STUDY TEXT:
----------
All these faithful ones died without receiving what God had promised them, but they saw it all from a distance and welcomed the promises of God. They agreed that they were no more than foreigners and nomads here on earth. And obviously people who talk like that are looking forward to a country they can call their own. If they had meant the country they came from, they would have found a way to go back. But they were looking for a better place, a heavenly homeland. That is why God is not ashamed to be called their God, for he has prepared a heavenly city for them (Hebrews 11:13-16 NTL).
The biblical story of ancient Israel's 40-year pilgrimage from Egypt through desert territory to the Promised Land becomes a metaphor for all of life to those who know it at all. We are all caught up in the story. We are all on a journey.
Most of us, however, seem to prefer a life with minimal change. We don't like to be disturbed. So we carve out routines. The early-in-life spectacular discoveries become customary and ordinary. What once made us feel the flush of excitement comes to be seen as normal and expected. And life becomes dreary.
----------
REQUIRED ACTIONS:
1. In the quotation from Hebrews that opens the passage on life as a journey, find every phrase naming the place the faithful ones were looking forward to. Give each one verbatim.
2. Write the next part of the passage on life as a journey, picking up right after its final sentence.

Recorded data:
----------
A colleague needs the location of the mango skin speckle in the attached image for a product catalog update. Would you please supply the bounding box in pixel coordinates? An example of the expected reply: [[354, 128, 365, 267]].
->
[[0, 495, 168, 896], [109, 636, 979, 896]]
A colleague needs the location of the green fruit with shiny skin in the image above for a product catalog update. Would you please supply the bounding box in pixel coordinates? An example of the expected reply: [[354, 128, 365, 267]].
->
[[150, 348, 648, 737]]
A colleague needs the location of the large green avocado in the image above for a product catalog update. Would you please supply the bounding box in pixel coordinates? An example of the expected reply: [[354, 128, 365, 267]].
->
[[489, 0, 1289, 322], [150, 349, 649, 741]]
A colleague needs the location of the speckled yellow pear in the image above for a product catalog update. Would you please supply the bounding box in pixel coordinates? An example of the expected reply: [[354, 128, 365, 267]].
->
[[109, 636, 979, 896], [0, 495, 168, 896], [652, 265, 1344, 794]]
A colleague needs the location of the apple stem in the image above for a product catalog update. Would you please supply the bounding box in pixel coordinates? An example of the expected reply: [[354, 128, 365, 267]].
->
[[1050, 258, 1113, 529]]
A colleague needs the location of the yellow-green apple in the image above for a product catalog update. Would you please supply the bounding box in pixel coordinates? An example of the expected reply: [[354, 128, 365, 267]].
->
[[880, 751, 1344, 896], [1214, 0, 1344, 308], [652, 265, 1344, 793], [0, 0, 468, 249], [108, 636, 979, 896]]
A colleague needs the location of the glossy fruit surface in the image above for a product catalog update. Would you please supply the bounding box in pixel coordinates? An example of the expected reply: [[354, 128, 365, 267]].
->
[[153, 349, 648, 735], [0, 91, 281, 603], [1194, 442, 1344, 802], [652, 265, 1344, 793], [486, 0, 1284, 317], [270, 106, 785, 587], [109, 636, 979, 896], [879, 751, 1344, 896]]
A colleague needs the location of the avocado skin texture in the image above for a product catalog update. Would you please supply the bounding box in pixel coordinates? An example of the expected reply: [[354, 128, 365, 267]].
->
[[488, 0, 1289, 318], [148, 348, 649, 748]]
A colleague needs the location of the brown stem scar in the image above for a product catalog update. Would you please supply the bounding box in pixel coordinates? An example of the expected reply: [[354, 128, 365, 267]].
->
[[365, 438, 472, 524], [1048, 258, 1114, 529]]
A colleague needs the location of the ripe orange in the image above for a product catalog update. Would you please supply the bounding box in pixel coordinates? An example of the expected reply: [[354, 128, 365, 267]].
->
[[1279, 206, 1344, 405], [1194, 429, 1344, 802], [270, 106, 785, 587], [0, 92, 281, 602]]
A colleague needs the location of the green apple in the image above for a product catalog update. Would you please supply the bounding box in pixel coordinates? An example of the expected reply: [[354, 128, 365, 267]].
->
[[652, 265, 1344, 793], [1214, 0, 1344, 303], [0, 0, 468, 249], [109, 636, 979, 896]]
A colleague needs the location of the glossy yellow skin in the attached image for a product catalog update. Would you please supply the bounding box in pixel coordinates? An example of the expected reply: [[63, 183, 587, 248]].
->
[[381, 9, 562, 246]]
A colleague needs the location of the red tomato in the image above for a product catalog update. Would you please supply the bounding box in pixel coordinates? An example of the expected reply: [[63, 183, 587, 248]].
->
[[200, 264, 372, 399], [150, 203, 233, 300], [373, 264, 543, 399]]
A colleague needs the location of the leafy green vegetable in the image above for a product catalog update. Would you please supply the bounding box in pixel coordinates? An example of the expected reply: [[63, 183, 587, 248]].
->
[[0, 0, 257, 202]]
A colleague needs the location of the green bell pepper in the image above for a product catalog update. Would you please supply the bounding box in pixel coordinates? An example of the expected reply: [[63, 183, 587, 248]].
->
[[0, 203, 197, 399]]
----------
RESULTS IN ORDER:
1. a country they can call their own; a better place; a heavenly homeland; a heavenly city

2.
You know that dull man or woman who hasn't entertained a new thought in a decade, don't you? She is critical of practically all that is for the simple reason that things are not as they used to be. He doesn't just reminisce but positively pines for the past. No, he lets his memory make the past far more glamorous than it ever was and lets it be known that he resents that things have changed.
It may be as trivial as technology or as monumental as the nature of morality. When people long for the "good old days" of their youth, I sometimes ask — depending on their generation — if they would really prefer life before penicillin or power steering, telephones or computers, air conditioning or coronary bypass surgery. More seriously, I may ask if they truly want to return to a time when women couldn't vote, segregation kept schools and churches monolithic, and children had precious few legal protections against abuse.
Whether individuals or families, corporations or churches, people who set their feet (or minds) in concrete are hiding from reality. They are even being untrue to their divine calling. God calls us to live in confidence and hope, not fear. He asks us to believe — as did Abraham and Sarah, Moses and the Israelites, Paul and Barnabas — that he is already present in the places that are new and untested for us. He is faithful to his people. We are on a journey with God.
You get an unwelcome diagnosis. The company transfers you. Some key person to your life dies. A dream fails to come true. Someone disappoints you terribly. The temporary and passing nature of reality confronts you directly.
Imagine you are in camp with Moses. The call to strike the tents has been given. It is time to move ahead with joy that God is already where you are going.